## Given exercise 1:
Transcribe everything from "A recent ruling" down to "EU competition law." in the article below on investor liability for antitrust infringements.
## Given exercise 2:
Write the next part of the article below on investor liability for antitrust infringements, starting after its last sentence.

## Selected passage:
· · ·

A recent ruling of the EU Court of Justice1 has important implications for investors – in particular, their potential liability for antitrust infringements committed by companies in which they invest, including where investments are held via fund structures and are not wholly owned investments. Key points to note are:

  • It is well-established under EU case-law that there is a rebuttable presumption that a parent company exercises actual decisive influence over a subsidiary if it owns all or almost all of the shares in that subsidiary.  If this is the case, the parent can be held jointly and severally liable if the subsidiary infringes EU competition law.
  • The EU Court of Justice has now confirmed in its recent judgment that a rebuttable presumption of actual decisive influence also applies where a parent owns all of the voting rights in a subsidiary (even if it does not hold all the associated shares).  This level of control is akin to the situation where a parent owns all or almost all the shares in a subsidiary.
  • These presumptions apply equally to institutional investors as other investors, including where shares are held via funds. And while the presumptions are rebuttable, successfully rebutting them has proven to be very difficult.
  • Even if the presumptions do not apply, decisive influence (and therefore joint and several liability) may still be established based on evidence of the economic, legal and organisational links between the parent and the subsidiary. A range of factors may be considered including board representation, informal links between the subsidiary’s directors and the parent, shareholder meetings, access to information etc.

· · ·

## Data extract:

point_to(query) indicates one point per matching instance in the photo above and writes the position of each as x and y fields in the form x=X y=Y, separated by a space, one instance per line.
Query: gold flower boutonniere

· · ·

## Exercise answer 1:
A recent ruling of the EU Court of Justice1 has important implications for investors – in particular, their potential liability for antitrust infringements committed by companies in which they invest, including where investments are held via fund structures and are not wholly owned investments. Key points to note are:

  • It is well-established under EU case-law that there is a rebuttable presumption that a parent company exercises actual decisive influence over a subsidiary if it owns all or almost all of the shares in that subsidiary.  If this is the case, the parent can be held jointly and severally liable if the subsidiary infringes EU competition law.

## Exercise answer 2:
  • Joint and several liability for a subsidiary’s infringement not only means the parent is jointly and severally liable for the subsidiary’s fine, but may also increase the level of fine – given fines are based on parties’ turnover, up to a maximum of 10 per cent of their group worldwide turnover. It also means joint and several liability for any damages, which often exceed fines and are now a concrete risk in Europe (especially in the UK, Netherlands and Germany) – and institutional investors (with “deep pockets”) are an attractive target for claims.
  • Institutional investors therefore cannot simply assume that competition law infringements by companies in which they invest are nothing to do with them. Careful analysis is recommended to identify investments where the level of interest is likely to amount to decisive influence or the presumption of this. Investors should also ensure that relevant subsidiaries have effective competition law compliance programmes.

We provide further detail about the case below, including the facts and core arguments raised before the Court of Justice that were unsuccessful.

The facts of the case

The case concerns the European Commission’s April 2014 decision that Goldman Sachs (the Bank) was jointly and severally liable for the involvement of the Prysmian group (comprising Prysmian SpA and its wholly owned subsidiary, Prysmian Cavi e Sistemi Srl, formerly Prysmian Cavi e Sistemi Energia) in the power cables cartel.2 A previous appeal to the EU General Court was dismissed in July 2018, leading to this further appeal to the EU Court of Justice, itself dismissed on January 27, 2021. Key facts are:

  • Between July 29, 2005 and January 28, 2009 (the relevant infringement period), the Bank was the indirect parent, through four funds and other intermediate companies, of Prysmian SpA (and therefore Prysmian Cavi e Sistemi Srl) – one of the leading businesses globally regarding submarine and underground power cables.
  • The Bank initially held 100 per cent of Prysmian’s shares but, following divestments, this fell to 91.1 per cent on September 7, 2005 and 84.4 per cent on July 21, 2006, with the Bank continuing to hold 84.4 per cent until an IPO of some of Prysmian’s shares on May 3, 2007.
  • The European Commission presumed that: (i) Prysmian exercised decisive influence over Prysmian Cavi e Sistemi Energia during the relevant infringement period; and (ii) the Bank exercised decisive influence over Prysmian, and therefore also Prysmian Cavi e Sistemi Energia, between July 29, 2005 and May 3, 2007 (i.e. prior to the IPO).
  • The Commission also concluded that the Bank actually exercised decisive influence over the Prysmian companies during the entire relevant infringement period (i.e. July 29, 2005 to January 28, 2009) – based on its economic, organisational and legal links with those companies.

The Bank appealed on two grounds – one related to the “pre-IPO period” (i.e. July 29, 2005 to May 3, 2007) and the other related to the “post-IPO period” (May 3, 2007 to January 28, 2009).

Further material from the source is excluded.